» **EXCERPT TO READ**:
=== Begin Enclosure ===

I assume there must be a mechanical limit on how big a beast can get, just as there is a limit on animal flight. After a point, the muscles needed to pull such strong load-bearing bones need more bone to support them, and so on and so on.

What is the limit on animal size? Could skyscraper-sized animals like Godzilla actually work in real life? Does it make a difference whether the animal is cold-blooded or warm-blooded? (Difficulties of keeping such a large body cool, etc.)

Hi Anna,

this is a very interesting topic! I have been involved in research on it for the last six years, as part of the Research Group on Sauropod Biology (http://www.sauropod-dinosaurs.uni-bonn.de/). We looked at sauropods because they were the largest terrestrial animals of all times, and beat mammals by a factor of 5 to 10, depending at what specific measurement you look.

There obviously are size limits at many levels. You pointed out two examples:
- mechanical limits due to the fact that increasing size causes mass to increase to the power of 3, while muscle forces and bone strength increase to the power of 2. One can adapt, e.g., by having columnar limbs (elephants, sauropods), one can reduce density (sauropods), but there will be a final point where getting even bigger means becoming too slow to collect enough fodder to support the body.
--> Here, the largest sauropods probably apporached this limit, so I guess using Amphicoelias and relatives is a good idea.

- you also mentioned physiology, specifically heat transfer. Again, larger size means a ratio gets worse, in this case that between volume and surface. Overheating is a problem, wherever your heat comes from, so both endotherms and ectotherms (mass-homoiotherms) are affected. Here, sauropods found an approach that helped in two ways: air sacs! They reduce the volume of tissue present, so that less heat is produced, and they massively increase the area available for tranferring it to air, which can be exhaled.

=== End Enclosure ===

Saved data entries
=== Begin Enclosure ===

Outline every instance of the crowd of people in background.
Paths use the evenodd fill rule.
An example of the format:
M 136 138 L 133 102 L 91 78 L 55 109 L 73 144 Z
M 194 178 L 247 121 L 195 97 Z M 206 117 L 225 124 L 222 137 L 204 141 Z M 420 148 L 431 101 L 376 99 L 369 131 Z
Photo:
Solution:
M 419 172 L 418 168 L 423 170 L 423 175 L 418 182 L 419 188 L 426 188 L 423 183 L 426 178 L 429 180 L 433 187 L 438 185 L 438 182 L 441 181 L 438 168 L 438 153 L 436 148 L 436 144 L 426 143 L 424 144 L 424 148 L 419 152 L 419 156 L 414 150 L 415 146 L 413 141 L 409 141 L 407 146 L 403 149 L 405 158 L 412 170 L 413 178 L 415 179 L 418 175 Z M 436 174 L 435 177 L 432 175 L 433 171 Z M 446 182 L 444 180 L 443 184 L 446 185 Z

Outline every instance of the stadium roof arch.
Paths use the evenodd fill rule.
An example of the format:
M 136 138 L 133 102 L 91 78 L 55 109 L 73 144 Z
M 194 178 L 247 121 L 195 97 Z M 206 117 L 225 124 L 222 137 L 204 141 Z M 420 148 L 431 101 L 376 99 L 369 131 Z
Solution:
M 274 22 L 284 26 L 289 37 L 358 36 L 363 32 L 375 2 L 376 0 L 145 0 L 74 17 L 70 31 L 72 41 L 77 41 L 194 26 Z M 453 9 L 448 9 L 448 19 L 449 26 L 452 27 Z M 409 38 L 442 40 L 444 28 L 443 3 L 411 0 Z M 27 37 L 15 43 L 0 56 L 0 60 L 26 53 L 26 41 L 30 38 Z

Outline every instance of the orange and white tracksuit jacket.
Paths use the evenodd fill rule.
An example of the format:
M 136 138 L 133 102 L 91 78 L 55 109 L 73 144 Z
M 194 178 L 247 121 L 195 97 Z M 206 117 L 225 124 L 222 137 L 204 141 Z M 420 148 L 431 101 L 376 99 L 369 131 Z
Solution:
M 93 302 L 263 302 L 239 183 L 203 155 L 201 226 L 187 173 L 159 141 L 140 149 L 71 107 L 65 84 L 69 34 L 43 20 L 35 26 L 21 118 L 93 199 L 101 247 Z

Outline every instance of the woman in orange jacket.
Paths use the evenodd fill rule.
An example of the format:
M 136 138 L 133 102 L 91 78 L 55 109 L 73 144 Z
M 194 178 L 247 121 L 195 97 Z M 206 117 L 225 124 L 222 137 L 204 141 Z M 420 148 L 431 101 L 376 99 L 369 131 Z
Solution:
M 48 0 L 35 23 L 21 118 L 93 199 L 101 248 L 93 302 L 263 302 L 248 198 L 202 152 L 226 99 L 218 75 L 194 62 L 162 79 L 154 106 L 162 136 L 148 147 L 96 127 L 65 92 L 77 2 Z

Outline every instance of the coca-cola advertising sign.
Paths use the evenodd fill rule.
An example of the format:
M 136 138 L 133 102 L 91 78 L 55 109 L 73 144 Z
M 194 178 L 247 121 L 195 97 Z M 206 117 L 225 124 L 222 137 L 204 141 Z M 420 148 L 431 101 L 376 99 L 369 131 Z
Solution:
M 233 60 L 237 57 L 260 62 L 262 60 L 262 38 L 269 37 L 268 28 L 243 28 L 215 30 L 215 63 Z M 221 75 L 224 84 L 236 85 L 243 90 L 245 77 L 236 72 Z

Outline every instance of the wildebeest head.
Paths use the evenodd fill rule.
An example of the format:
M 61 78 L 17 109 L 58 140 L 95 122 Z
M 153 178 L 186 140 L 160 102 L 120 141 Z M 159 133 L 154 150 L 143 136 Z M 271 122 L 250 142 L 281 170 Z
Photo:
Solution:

=== End Enclosure ===

» **ACTIVITY A**: List every adaptation to large body size that the forum thread on animal size limits names.
» **ACTIVITY B**: Carry on the forum thread on animal size limits from its final sentence.

» **RESULT A**: Columnar limbs, reduced density, and air sacs.

» **RESULT B**:
Further limits:
- the size of offspring
  (if you're a mammal the young need care, so you'll be forced to have young so big that you can care for them - imagine an elephant caring for a newborn rat. That wouldn't work. But big young mean few young, and maybe not even one a year (think elephants!), and that again means low populatiuon recovery rates. The tiniest change in the ecosystem can force your population below the threshold..... How did sauropods solve this? By laying eggs, and having precocial young)
- available food --> climate
  (If the climate is unsuitable, there simply may not be any large area on earth that provides sufficient fodder year-round and stably [no recurring draughts, please!] for a species to evolve giant size.
and so on.

A followup question: Why were the dinosaurs so much larger than current land mammals? Was it in part changes in the temperature and thus oxygen content allowing a much greater variety and abundenace of food?

That has been bothering us as well, obviously, not only the maximum size of sauropods.

It seems that egglaying is part of the answer (much better population recovery rates for given body size; see above), better lungs another part, and yes the ecosystems did play a role as well. More O2, more fodder, larger overall available space without seasonal snow/ice cover, etc.

Possibly (but I am jumping ahead of my own research here), the dinosaurian locomotion system was more efficient for slow locomotion at larger body size, too.

Non-mastication is important, too - bulk feeders can be bigger. Now, you probably remember the wonderful tooth batteries of, e.g., hadrosaurs. That's still almost bulk feeding, even if they chewed some to increase surface area versus volume of the bolus. However, compared to animals that really grind stuff into a mushy smear before swallowing, the chop-chop-swallow strategy of hadrosaurs is much faster. In sauropodsomorphs, this was taken to extremes, and the resulting tiny skull allowed the long neck, which allowed enery-efficient bulk feeding (you need not move the body, but only the neck&head).

if you really want to dig deep into the issue, on the example fo sauropods, this open-access publication summarizes 6 years of research by some 40 experts:
http://onlinelibrary.wiley.com/doi/10.1 … 137.x/full


MOST useful and many thanks - always good to learn something new outside one's own field!

you're very welcome! If you want to get the broader and mroe readable version of Sander et al. 2010 I can recommend this book(*):

http://www.iupress.indiana.edu/product_ … _id=317633

*: full diusclosure: there's two chapters by me in it, but I don't get any royalties.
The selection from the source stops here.